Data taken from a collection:
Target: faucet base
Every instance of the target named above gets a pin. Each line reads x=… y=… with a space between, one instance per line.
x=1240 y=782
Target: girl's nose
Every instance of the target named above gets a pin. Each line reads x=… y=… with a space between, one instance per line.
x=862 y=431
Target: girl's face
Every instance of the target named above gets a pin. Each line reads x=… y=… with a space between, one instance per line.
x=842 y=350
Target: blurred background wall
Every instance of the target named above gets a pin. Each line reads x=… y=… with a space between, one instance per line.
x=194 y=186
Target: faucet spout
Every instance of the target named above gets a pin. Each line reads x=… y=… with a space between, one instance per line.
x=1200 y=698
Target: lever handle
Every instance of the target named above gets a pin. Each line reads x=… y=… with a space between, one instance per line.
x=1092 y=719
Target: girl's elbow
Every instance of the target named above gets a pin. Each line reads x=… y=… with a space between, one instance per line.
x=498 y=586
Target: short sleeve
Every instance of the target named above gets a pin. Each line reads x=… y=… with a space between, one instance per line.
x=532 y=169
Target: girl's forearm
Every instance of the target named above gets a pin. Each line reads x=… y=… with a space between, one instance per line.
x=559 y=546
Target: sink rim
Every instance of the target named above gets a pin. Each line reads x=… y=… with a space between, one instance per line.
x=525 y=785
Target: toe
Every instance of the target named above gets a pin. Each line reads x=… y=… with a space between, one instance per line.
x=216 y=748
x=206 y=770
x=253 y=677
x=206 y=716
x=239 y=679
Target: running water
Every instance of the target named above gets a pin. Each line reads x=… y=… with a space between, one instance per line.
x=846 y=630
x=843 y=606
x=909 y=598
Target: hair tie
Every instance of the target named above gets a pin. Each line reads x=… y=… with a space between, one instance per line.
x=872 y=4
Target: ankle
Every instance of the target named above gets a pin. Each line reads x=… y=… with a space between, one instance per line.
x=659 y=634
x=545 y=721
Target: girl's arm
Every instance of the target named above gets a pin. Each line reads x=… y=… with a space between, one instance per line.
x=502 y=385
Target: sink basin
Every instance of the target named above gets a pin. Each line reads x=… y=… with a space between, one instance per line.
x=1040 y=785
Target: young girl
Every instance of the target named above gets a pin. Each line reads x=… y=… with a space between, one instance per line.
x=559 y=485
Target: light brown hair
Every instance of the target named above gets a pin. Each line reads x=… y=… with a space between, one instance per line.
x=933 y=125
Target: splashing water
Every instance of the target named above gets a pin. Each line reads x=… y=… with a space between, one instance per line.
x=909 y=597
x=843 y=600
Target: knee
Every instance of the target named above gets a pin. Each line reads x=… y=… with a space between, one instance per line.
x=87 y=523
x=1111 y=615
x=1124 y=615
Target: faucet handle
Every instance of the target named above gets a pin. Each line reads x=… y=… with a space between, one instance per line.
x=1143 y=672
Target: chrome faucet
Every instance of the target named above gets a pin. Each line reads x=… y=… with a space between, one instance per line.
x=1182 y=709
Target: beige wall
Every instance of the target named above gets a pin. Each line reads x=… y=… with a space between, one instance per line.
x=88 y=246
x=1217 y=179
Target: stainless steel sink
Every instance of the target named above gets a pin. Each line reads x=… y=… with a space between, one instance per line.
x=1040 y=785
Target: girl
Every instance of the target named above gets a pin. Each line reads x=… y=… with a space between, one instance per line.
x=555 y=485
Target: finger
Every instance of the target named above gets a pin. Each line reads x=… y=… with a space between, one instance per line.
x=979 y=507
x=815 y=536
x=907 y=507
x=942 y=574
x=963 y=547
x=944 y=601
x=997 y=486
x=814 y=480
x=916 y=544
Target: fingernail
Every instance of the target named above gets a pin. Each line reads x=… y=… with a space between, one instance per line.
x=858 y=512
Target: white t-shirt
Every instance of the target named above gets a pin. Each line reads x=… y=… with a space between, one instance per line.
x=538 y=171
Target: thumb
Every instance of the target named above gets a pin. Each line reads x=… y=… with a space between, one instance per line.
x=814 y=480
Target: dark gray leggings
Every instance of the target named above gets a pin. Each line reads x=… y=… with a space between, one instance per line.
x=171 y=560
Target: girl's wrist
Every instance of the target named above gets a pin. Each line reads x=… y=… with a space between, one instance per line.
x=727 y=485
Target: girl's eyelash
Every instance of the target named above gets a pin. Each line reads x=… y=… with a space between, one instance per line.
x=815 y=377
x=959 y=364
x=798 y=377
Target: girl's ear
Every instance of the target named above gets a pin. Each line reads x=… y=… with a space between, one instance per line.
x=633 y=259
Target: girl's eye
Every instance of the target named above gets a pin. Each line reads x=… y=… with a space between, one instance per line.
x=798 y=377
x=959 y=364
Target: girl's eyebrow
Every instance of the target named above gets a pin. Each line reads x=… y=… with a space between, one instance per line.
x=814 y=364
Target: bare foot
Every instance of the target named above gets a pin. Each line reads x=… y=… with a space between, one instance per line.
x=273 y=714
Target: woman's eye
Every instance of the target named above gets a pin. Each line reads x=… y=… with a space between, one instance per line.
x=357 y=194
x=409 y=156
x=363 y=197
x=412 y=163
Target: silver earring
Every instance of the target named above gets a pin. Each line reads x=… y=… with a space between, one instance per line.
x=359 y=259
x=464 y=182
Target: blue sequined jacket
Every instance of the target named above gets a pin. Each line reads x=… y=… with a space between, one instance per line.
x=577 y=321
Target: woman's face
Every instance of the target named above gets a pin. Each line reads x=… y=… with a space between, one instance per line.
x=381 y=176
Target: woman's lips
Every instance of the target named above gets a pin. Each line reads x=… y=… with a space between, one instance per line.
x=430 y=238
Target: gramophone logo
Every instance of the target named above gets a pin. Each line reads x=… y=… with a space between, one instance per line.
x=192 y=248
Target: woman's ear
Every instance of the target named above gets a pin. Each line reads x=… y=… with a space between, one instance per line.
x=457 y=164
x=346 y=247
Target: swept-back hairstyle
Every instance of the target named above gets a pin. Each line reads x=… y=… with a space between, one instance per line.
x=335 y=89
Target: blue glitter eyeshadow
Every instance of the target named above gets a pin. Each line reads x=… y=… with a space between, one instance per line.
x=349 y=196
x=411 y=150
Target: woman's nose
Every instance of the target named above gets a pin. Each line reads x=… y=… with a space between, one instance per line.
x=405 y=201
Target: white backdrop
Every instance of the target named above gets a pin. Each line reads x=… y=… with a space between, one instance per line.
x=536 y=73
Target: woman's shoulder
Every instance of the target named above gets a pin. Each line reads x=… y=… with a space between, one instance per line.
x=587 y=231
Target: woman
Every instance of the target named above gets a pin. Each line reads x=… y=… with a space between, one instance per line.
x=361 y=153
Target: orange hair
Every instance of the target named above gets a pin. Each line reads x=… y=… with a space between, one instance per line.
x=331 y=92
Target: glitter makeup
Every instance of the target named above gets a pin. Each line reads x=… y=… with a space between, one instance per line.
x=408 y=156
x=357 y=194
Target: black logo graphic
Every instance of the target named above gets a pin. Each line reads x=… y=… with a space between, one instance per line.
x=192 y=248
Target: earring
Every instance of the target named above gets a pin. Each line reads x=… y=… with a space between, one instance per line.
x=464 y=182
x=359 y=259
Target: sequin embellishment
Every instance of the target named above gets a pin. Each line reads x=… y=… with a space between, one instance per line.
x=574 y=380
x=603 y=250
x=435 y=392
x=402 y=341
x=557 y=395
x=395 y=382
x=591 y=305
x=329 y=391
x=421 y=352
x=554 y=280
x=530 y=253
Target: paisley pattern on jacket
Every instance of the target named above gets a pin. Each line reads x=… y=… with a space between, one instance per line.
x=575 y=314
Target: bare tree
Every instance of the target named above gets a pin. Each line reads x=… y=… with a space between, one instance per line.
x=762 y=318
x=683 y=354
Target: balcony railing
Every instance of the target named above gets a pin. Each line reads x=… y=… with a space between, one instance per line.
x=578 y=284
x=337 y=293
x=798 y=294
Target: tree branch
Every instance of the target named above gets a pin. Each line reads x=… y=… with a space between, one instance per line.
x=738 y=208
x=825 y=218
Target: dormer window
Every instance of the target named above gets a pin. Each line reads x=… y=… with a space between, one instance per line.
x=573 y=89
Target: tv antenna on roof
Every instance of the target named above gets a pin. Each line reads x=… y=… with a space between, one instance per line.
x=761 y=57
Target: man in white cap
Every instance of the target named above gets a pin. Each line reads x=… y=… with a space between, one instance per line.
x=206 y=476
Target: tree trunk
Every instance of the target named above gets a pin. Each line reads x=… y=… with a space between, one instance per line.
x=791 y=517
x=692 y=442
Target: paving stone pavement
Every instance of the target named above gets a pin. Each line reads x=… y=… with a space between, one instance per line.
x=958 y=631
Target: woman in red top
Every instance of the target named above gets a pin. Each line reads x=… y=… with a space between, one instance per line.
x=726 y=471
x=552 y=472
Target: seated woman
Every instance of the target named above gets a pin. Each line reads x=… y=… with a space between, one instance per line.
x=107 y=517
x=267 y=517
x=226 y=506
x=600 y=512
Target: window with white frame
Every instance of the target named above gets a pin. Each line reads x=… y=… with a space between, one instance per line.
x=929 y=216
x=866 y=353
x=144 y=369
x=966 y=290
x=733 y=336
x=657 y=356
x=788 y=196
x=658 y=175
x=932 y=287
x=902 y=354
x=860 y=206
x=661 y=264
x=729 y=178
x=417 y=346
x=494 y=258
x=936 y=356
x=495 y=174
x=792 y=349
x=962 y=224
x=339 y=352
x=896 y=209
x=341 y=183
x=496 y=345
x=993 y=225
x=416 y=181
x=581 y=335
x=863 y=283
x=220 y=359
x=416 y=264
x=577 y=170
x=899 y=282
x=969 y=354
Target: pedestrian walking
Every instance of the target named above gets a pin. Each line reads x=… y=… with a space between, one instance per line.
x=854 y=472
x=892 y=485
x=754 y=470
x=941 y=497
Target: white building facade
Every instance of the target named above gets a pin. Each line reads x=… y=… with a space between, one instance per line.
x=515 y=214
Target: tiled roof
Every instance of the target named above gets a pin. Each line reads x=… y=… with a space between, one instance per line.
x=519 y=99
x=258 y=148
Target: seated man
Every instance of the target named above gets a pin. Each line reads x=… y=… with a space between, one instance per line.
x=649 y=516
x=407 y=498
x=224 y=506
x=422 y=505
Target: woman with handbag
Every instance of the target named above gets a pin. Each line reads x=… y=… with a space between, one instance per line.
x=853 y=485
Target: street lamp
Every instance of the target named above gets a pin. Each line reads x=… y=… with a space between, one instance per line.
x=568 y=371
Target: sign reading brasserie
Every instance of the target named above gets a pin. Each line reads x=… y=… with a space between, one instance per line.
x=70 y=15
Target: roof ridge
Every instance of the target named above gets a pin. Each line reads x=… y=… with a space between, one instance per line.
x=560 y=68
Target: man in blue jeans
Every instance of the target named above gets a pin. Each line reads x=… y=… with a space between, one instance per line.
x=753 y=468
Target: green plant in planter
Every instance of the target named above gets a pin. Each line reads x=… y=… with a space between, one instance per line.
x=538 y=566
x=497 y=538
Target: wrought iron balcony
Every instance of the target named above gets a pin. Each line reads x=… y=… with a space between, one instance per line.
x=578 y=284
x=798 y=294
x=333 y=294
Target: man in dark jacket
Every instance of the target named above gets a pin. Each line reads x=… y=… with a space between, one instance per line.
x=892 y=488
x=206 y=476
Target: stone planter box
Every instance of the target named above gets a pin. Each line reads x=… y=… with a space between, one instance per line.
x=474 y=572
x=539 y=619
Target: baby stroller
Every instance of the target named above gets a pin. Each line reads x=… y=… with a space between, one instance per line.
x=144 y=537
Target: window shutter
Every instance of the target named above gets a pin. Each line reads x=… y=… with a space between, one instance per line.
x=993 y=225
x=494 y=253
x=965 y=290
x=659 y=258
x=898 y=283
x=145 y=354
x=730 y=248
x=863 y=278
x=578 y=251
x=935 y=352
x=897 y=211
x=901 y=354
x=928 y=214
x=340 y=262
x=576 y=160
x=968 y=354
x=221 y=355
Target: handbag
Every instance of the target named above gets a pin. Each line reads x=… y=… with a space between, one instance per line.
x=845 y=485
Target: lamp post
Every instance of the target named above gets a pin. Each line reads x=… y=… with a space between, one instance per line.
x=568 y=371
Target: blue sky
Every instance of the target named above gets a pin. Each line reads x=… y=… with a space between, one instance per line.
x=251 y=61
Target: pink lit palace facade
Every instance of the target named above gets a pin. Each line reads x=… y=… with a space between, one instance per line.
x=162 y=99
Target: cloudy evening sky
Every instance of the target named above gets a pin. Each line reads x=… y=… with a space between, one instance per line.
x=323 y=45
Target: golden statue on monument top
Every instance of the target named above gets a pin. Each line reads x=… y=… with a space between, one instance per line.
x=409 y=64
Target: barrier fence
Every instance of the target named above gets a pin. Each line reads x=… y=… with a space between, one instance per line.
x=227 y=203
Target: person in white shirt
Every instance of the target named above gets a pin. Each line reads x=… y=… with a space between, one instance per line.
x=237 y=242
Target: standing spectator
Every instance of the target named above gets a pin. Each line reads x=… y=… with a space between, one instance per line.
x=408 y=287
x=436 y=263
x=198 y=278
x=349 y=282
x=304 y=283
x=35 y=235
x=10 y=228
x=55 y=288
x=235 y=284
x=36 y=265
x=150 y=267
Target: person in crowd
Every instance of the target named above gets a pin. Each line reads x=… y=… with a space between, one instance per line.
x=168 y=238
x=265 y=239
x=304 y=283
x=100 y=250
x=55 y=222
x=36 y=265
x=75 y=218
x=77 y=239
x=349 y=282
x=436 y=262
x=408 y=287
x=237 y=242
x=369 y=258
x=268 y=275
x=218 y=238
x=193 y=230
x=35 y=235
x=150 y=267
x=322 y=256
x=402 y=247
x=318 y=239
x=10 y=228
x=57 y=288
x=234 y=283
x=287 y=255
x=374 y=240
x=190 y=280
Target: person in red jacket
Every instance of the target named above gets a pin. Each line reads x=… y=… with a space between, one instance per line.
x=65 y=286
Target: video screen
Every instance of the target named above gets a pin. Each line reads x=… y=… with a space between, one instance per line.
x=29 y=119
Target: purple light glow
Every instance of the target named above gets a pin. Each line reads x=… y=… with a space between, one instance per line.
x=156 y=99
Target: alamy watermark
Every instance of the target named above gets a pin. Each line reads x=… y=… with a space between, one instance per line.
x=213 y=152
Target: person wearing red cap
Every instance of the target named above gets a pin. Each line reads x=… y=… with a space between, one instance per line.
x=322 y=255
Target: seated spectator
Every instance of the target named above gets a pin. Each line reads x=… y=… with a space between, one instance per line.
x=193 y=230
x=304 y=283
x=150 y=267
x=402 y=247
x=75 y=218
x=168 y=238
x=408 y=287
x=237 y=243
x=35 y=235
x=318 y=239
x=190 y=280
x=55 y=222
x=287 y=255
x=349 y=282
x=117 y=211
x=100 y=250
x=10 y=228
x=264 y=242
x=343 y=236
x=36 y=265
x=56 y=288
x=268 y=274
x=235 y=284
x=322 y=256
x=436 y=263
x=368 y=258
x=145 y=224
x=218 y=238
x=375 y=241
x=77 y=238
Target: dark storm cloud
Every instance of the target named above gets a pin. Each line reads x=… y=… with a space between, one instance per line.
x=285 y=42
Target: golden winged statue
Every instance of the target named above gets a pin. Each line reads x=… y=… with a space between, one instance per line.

*Problem description:*
Copy every line from the start of the rows down to and including the line that contains "x=842 y=350". Keep each line unchanged.

*Response below:*
Target: faucet base
Every instance of the target named above gets a pin. Each line reads x=… y=… with a space between, one instance per line.
x=1240 y=782
Target: girl's nose
Every instance of the target named above gets a pin. Each line reads x=… y=… with a space between, one instance per line.
x=862 y=431
Target: girl's face
Every instance of the target named above gets a pin. Each line reads x=… y=… with a space between, one instance per line.
x=842 y=350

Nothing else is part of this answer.